━━━━━ Excerpted passage ━━━━━

6 myths about the spiritual mindset that keep you frustrated and unproductive
Priscilla called me the other day, and we got onto a conversation on spirituality.
I said understanding spirituality is underestimated. We need to get it to be happier and more productive.
She then said this:
'Oh poo, Alex. Spirituality is for head-in-the-clouds woo-woo types who never get anything done.'
Five years ago, I'd have hung up the phone at her sheer nerve.
Today, I was able to smile.
I've moved past many of the myths surrounding spirituality and found a way to connect with my true being - that's why.
Here are 6 spirituality myths that may be getting in the way of your everyday joy and overall performance:
Myth #1: Spiritual people are hippy types.
Being spiritual doesn't need to be reflected in your career or clothing choices.
Spirituality often attracts a stereotype, and with that, many can be put off enquiring further into the benefits of adopting spiritual understanding.
You can be the suit-wearing CEO of a startup and be totally spiritually in the zone.
Myth #2: Your environment determines how you feel.
Incorrect. Your thoughts create your reality.
The things you see in the world - whether a threatening rain cloud or a demanding boss - are your creations.
I know, this concept takes some getting used to.
But this truth sits at the heart of spirituality. Your spiritual practice is about moving closer to realising this truth.
You are awareness creating itself.
So when someone says something mean and you feel bad, know this: You created that feeling with your thinking.

━━━━━

What is asked:
**A)** Please answer these questions about the post on spirituality myths:
(i) With whom did the writer have a phone conversation about spirituality?
(ii) What does Myth #1 claim about spiritual people?
(iii) According to the post, what creates your reality?
**B)** Shorten the paragraph in the spirituality myths post that begins "Spirituality often attracts a stereotype," keeping its main points.

━━━━━ Stored records ━━━━━

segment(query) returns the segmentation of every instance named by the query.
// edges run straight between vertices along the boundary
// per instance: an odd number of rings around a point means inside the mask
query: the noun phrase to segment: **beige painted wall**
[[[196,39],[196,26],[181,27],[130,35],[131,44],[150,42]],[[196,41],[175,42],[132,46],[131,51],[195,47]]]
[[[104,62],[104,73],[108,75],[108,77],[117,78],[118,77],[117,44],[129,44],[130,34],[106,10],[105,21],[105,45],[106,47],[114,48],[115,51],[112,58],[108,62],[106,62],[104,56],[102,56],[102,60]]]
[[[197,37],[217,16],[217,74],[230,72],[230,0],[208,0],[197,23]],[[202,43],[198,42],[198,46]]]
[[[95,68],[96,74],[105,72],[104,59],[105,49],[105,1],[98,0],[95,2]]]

━━━━━

Responses for each task:
**A)**
(i) Priscilla
(ii) That spiritual people are hippy types.
(iii) Your thoughts.

**B)** Spirituality is often stereotyped, and this can discourage many people from looking into the benefits of spiritual understanding.